Segment Open

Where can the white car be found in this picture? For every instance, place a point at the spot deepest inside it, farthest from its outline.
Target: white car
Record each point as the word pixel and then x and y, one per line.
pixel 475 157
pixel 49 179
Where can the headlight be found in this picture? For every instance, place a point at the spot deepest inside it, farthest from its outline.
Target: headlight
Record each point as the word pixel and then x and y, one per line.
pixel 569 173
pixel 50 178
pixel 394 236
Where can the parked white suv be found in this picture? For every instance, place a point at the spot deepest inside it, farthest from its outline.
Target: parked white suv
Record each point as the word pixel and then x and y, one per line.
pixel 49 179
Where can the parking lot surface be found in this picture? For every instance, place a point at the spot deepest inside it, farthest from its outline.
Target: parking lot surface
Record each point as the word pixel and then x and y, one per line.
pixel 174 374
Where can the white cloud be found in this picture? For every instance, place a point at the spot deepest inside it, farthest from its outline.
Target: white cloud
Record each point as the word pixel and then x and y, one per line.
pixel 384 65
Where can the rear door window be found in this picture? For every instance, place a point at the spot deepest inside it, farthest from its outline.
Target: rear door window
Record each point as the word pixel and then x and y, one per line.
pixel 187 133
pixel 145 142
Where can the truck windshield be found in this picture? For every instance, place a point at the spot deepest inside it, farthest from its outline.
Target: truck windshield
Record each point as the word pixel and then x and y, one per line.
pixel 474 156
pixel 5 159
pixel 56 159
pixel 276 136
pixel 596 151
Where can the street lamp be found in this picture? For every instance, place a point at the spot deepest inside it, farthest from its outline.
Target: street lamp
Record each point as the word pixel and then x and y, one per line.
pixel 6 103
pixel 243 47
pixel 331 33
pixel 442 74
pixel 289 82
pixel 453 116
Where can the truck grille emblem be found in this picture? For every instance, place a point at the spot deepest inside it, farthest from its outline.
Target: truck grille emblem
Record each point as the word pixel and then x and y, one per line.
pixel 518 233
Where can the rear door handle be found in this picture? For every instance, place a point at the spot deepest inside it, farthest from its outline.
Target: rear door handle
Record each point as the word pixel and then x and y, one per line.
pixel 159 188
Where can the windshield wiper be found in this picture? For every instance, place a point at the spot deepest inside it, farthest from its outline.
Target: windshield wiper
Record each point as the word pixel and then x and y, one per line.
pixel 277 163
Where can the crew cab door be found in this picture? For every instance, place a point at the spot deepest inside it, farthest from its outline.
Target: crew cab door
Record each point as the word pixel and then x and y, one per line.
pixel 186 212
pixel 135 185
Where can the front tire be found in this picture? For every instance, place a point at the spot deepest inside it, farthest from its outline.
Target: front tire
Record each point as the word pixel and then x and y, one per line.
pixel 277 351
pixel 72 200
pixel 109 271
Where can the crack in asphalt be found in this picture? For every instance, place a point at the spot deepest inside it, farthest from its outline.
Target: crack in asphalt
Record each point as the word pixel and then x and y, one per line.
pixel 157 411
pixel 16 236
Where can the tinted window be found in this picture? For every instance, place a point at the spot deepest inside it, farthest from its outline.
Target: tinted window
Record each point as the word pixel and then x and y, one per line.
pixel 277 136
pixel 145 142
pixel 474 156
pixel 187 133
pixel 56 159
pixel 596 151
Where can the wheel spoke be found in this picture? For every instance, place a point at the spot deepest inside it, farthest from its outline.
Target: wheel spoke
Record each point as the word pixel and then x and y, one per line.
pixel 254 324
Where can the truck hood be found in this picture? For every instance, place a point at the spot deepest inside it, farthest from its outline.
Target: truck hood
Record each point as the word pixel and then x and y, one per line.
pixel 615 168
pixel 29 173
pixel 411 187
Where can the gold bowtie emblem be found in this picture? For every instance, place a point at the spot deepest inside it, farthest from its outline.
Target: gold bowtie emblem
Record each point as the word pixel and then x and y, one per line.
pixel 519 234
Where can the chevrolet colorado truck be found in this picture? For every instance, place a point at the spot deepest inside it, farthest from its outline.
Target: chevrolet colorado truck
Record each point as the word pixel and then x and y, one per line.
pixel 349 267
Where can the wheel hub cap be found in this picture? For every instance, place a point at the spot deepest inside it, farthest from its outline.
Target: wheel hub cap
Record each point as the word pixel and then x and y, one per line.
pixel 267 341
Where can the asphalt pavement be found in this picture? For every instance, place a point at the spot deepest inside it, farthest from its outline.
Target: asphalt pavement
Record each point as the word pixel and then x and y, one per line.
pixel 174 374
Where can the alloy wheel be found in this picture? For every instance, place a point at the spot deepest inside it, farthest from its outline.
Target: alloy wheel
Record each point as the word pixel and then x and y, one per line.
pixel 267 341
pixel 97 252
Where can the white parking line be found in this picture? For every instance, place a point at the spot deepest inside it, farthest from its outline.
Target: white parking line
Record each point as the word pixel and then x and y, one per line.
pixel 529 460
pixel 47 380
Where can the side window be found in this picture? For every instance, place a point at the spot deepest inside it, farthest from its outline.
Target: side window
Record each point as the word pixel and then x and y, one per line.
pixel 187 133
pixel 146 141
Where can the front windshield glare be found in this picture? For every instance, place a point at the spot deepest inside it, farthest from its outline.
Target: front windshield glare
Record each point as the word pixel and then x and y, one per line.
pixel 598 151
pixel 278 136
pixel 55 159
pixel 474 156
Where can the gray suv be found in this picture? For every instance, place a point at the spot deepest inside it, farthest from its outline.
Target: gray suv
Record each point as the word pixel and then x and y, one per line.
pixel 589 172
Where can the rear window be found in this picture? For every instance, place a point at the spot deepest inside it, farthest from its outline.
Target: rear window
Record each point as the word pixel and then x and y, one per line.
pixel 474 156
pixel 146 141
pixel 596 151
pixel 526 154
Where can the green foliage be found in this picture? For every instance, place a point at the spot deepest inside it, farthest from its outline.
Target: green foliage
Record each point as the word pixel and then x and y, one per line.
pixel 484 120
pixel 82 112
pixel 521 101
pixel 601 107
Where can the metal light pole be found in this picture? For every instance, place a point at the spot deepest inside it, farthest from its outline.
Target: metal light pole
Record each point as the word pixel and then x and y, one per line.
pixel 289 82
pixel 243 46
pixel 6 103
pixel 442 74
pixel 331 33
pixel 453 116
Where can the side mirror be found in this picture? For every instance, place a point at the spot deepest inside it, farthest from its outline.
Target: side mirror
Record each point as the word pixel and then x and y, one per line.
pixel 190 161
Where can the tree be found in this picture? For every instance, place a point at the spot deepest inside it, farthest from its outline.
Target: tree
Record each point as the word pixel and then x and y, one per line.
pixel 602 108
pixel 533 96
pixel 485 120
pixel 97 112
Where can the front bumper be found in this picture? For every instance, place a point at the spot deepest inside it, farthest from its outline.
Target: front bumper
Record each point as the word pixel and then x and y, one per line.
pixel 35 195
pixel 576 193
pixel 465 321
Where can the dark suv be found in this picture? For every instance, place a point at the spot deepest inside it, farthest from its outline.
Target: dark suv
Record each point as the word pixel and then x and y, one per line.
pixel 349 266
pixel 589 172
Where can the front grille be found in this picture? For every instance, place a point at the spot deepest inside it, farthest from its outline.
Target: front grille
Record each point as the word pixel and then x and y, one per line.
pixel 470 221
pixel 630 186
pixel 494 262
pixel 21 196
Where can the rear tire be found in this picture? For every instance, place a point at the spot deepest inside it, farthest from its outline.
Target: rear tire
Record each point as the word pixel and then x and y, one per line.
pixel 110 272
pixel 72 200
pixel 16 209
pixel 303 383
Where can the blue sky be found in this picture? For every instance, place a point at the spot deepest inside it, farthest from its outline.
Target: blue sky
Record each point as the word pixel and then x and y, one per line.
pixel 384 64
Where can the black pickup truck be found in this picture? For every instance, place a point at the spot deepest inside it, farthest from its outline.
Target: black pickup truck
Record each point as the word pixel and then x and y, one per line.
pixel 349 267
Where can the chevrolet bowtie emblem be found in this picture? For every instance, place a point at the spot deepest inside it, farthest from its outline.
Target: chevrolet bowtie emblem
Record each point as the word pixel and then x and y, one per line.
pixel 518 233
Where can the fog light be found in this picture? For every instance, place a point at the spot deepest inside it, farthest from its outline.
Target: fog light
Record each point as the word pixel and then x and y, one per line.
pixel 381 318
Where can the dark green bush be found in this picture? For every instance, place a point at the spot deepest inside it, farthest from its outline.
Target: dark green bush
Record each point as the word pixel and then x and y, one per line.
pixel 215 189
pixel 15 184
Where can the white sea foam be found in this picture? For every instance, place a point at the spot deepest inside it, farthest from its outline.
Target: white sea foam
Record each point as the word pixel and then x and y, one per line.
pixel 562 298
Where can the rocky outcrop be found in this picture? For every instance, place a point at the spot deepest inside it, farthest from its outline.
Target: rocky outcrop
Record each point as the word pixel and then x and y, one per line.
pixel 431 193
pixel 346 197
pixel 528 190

Segment Closed

In the entries above, find the line with "Where can the truck windshield" and the line with "Target: rear door handle", then set down exactly those two and every line between them, nothing else.

Where can the truck windshield be found in this picture? For every instance, place a point at the spot deepest inside it, farthest from its outline.
Target: truck windshield
Record each point as the word pixel and then x and y, one per line.
pixel 474 156
pixel 5 159
pixel 56 159
pixel 276 136
pixel 596 151
Where can the street lamp be found in this picture? For every instance, place a point at the spot deepest inside it, farthest from its outline.
Target: street lamp
Record each point as the word pixel and then x and y, one per line.
pixel 6 103
pixel 243 47
pixel 331 33
pixel 442 74
pixel 289 82
pixel 453 116
Where can the truck grille emblem be found in this picture? For every instance, place a point at the spot deepest inside it, farthest from its outline.
Target: truck grille emblem
Record each point as the word pixel and then x and y, one per line.
pixel 518 233
Where can the rear door handle be found in this picture? For every instance, place a point at the spot deepest inside it, farthest from its outline.
Target: rear door handle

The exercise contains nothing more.